_Exercise details_:
Rescale the lines of the listing below, from the line with "Question. Put a dot on every instance of the window in" up to and including the line with "Question. Put a dot on every instance of the empty", and reproduce only those lines. Multiply each answer coordinate by 0.3 and round to whole numbers with halves rounded up, leaving all other text, including the (x, y) pattern, unchanged.

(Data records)
>> Begin
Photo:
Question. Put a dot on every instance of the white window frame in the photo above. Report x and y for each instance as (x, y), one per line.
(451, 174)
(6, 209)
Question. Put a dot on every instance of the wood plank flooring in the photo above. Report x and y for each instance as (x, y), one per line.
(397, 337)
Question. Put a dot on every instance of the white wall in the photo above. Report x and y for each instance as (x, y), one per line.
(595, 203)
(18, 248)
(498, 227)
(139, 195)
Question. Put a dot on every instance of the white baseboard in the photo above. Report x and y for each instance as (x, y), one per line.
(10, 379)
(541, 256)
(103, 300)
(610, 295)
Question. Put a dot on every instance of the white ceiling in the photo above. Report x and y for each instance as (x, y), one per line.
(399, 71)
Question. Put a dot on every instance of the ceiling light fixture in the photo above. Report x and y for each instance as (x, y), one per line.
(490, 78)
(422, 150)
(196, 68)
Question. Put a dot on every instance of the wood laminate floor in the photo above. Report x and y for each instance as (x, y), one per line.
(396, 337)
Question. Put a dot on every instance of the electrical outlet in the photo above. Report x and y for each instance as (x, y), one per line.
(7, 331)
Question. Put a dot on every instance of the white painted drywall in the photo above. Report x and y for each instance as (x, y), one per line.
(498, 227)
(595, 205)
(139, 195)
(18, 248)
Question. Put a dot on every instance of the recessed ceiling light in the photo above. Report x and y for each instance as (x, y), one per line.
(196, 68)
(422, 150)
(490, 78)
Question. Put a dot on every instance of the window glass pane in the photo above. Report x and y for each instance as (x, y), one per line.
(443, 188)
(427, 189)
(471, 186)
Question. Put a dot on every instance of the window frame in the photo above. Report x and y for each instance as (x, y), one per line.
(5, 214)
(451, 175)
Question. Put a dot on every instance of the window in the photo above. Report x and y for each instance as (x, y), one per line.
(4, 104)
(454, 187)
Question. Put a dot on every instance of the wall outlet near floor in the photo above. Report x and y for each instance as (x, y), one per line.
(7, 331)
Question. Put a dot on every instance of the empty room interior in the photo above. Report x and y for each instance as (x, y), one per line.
>> End
>> Begin
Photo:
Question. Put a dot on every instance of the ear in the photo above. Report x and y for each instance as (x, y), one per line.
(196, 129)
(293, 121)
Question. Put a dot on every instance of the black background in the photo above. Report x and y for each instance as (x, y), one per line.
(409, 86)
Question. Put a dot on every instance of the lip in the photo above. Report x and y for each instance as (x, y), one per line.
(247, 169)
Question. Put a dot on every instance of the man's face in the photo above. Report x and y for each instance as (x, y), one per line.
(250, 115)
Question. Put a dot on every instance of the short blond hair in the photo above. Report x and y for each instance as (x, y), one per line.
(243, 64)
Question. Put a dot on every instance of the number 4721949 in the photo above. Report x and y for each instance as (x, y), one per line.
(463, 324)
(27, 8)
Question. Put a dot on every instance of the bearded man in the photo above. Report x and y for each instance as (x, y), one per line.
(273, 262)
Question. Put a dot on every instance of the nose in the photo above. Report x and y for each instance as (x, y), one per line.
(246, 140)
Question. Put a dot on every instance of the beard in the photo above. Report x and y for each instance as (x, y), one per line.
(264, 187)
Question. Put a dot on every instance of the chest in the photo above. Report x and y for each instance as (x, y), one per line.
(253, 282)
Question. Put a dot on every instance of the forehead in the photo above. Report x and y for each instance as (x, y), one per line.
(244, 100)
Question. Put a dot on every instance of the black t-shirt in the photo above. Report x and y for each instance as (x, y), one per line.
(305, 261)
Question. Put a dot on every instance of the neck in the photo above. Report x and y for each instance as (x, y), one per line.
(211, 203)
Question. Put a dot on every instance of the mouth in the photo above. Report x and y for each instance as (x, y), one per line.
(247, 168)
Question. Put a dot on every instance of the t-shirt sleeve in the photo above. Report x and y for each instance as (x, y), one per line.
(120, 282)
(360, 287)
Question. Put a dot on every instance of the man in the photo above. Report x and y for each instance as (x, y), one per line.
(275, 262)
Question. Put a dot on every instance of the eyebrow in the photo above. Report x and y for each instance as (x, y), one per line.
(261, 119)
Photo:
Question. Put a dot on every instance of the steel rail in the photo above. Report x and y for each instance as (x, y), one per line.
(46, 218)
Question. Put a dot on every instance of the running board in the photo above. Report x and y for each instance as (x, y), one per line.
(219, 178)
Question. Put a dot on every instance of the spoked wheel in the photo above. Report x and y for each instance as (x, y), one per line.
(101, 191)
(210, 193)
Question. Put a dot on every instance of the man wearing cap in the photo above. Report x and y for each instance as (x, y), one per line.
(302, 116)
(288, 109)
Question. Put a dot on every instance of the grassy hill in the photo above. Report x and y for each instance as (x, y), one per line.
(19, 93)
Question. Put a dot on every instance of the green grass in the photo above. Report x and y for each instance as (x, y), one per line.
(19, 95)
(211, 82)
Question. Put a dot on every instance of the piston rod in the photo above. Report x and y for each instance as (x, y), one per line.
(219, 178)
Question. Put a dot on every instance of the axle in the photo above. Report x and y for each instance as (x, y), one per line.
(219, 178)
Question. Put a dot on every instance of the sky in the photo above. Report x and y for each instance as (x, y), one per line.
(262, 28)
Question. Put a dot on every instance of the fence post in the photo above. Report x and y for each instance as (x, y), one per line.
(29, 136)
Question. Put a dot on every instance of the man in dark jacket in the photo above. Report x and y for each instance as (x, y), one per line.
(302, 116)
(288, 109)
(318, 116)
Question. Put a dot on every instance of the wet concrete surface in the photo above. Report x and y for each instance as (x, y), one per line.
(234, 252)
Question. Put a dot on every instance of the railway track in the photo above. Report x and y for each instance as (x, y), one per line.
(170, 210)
>> End
>> Begin
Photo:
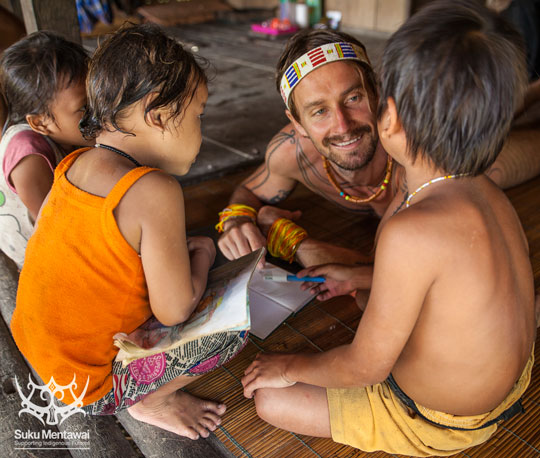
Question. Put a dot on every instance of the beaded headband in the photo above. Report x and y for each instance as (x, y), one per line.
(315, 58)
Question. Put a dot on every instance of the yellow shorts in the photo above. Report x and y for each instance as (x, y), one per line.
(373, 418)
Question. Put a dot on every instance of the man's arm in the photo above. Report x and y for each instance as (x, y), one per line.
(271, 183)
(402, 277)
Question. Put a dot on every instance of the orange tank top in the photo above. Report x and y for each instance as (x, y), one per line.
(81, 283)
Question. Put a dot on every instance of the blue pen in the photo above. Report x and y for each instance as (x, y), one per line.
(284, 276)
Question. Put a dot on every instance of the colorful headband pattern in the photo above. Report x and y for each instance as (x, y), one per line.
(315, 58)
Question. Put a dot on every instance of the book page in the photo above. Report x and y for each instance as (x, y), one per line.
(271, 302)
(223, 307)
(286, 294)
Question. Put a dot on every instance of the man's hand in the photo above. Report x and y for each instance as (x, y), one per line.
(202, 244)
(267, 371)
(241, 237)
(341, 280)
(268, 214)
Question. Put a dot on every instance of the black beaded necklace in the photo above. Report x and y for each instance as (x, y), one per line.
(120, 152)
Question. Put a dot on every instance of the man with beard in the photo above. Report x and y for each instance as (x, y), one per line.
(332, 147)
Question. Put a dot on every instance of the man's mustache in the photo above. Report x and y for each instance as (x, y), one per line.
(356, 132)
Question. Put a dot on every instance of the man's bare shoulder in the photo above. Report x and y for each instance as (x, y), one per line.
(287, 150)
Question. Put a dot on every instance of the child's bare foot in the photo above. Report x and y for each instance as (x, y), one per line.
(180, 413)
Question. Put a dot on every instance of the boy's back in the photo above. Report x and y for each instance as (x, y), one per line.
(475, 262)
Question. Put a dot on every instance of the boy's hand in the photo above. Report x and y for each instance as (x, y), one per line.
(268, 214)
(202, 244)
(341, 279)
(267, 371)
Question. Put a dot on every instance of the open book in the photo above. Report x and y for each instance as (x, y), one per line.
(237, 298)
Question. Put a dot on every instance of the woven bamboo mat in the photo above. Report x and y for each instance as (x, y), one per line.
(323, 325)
>> End
_Solution for this problem_:
Question. Put a dot on every instance of the window in the photo above. Report x and y for each instance as (x, y), one per line.
(1, 31)
(136, 56)
Question. Put a dot on every instance of the wall outlet near floor in the photo above. Report x and y for each instance as (x, y), one per line.
(2, 99)
Question. Put a dot on every instance of the empty room interior in the photo above. Report x and y for each instance as (x, y), one per line.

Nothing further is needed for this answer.